SET EXERCISE 1:
Answer these from the forum thread about blobFromImage:
(a) What kind of model does the person asking run on Flutter?
(b) According to the reply, why is nearly everything under 'cv'?
(c) What call is suggested for converting the data to a float32 list?
SET EXERCISE 2: Name every user who is shown as having commented in the forum thread about blobFromImage.

Read README carefully first Star :star: this project if you want to ask a question, no star, no answer already star 😁

Question

I use yolov8 tflite model on flutter , the python code work well, so I just try to find opencv python api cv2.dnn.blobFromImage in this package

einsitang commented 4 months ago

I just found it out 😓

rainyl commented 4 months ago

dart doesn't support namespace or 'export as', so nearly everything is under 'cv'.

einsitang commented 4 months ago

I'm sorry, but I still have problems with it

image

I'am just from python script to make code logic .

the mat is read 250px * 250px with 3 channel image, call the blobFromImage function

return the nmat with rows=-1,cols=-1, and channels = 1 ,

it should be 320px * 320px with 3 channel (rows=320,cols=320,channels=3) ?

rainyl commented 4 months ago

Just go ahead, but I just find the Mat.size is not correct, will be fixed in the next release.

einsitang commented 4 months ago

ok,got it, so the return blob is tensor shape (1,3,320,320) , but found 1228800 element ,is not correct too ? image

rainyl commented 4 months ago

@einsitang Mat.data is Uint8List, which is a wrapper for https://docs.opencv.org/4.x/d3/d63/classcv_1_1Mat.html#a4d33bed1c850265370d2af0ff02e1564 , but the actuall data type of your mat is float32, so the length of data is not exactly match the number of pixels, if you convert data to float32 list (via data.buffer.asFloat32List()), I believe it will be 1*3*320*320.

einsitang commented 4 months ago

thanks

I try later

abdelaziz-mahdy commented 4 months ago

an unrelated question how do you run you yolo model, using tflite or pytorch and what do you think about the performance?

INFORMATION PROVIDED:
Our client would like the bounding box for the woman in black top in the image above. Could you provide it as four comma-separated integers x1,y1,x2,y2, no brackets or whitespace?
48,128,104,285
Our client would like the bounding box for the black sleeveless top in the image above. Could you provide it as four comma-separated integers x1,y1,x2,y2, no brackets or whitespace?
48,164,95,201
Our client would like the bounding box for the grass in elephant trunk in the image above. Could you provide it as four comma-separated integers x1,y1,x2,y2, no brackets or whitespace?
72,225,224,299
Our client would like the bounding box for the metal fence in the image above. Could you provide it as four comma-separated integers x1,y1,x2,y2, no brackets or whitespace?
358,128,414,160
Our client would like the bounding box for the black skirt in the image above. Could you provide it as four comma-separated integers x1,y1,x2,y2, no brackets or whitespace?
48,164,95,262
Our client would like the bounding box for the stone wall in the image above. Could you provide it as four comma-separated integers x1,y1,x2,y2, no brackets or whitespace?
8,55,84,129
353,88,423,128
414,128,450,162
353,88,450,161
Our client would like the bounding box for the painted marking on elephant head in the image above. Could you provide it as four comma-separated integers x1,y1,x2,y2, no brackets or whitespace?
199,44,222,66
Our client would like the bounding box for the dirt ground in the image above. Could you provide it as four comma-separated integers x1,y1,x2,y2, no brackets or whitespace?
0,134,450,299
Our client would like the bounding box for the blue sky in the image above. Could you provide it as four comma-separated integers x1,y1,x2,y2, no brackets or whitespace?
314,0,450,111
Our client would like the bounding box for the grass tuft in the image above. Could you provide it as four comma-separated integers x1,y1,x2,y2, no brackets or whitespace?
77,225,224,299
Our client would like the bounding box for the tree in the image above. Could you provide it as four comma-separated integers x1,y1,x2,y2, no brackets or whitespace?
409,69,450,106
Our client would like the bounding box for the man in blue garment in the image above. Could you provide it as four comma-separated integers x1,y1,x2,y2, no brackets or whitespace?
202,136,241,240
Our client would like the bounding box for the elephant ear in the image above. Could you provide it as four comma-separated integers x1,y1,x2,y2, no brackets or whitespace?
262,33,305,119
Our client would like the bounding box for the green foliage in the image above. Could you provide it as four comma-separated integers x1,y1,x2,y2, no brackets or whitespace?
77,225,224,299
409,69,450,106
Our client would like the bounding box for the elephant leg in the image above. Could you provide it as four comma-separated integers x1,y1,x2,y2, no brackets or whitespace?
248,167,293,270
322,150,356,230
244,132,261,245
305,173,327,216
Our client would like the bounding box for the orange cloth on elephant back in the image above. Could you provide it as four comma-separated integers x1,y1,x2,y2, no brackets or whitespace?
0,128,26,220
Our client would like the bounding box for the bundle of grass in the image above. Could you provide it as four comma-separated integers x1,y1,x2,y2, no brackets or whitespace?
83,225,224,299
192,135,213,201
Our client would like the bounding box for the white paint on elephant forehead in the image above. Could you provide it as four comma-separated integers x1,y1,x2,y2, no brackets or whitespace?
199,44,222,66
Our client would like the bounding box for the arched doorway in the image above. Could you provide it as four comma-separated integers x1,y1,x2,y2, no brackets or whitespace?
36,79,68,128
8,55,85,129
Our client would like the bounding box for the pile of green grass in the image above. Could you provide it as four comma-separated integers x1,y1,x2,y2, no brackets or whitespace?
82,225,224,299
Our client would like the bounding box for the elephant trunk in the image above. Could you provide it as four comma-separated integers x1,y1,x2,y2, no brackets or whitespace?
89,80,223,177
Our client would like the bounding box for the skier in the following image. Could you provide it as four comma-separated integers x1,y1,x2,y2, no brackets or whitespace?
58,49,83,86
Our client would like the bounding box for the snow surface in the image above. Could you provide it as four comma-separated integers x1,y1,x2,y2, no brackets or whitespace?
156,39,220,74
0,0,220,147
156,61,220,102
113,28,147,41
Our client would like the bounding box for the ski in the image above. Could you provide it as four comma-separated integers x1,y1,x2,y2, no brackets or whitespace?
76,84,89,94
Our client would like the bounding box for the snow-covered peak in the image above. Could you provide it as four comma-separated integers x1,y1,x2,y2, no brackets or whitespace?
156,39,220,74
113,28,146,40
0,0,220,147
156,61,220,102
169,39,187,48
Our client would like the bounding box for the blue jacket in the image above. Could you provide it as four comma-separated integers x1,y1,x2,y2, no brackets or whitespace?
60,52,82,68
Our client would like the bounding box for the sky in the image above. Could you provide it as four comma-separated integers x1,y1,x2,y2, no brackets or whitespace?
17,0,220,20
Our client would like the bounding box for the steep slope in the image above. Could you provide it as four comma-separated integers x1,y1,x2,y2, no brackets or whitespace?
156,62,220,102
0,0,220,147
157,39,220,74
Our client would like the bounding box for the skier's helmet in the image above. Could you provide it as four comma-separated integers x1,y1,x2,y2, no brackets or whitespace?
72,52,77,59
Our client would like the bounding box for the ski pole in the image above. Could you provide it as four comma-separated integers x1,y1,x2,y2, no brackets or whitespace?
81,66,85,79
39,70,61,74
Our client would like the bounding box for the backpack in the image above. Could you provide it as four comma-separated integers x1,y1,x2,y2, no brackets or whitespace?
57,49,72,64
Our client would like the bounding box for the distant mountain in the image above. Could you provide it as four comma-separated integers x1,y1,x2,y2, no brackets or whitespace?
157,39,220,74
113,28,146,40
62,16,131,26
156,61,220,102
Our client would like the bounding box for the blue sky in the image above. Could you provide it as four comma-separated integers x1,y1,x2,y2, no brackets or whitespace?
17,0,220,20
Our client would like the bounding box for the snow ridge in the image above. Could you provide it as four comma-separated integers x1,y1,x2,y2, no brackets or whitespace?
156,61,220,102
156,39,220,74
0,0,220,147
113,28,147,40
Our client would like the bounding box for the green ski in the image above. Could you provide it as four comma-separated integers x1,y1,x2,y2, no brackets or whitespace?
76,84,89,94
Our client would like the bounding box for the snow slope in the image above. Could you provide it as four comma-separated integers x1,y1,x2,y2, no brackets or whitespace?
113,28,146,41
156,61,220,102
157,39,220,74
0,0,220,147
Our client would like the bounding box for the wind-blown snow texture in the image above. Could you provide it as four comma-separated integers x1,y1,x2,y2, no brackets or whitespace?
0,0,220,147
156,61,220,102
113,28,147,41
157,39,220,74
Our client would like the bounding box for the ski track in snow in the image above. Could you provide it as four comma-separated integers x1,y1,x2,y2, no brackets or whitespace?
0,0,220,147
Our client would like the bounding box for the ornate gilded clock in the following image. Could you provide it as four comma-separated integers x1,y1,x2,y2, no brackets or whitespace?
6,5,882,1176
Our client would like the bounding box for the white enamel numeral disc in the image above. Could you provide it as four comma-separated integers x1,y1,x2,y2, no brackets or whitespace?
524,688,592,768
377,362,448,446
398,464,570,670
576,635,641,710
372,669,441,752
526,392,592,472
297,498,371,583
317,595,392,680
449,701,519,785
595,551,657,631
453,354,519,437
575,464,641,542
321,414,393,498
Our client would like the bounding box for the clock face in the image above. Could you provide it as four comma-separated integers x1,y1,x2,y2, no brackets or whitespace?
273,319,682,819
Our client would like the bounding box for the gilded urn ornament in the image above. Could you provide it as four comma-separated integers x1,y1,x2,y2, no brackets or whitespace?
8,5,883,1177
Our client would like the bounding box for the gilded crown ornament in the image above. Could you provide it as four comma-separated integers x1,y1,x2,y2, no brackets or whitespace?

FULL OUTPUT 1:
(a) A yolov8 tflite model.
(b) Because dart doesn't support namespace or 'export as'.
(c) data.buffer.asFloat32List()

FULL OUTPUT 2: einsitang, rainyl, abdelaziz-mahdy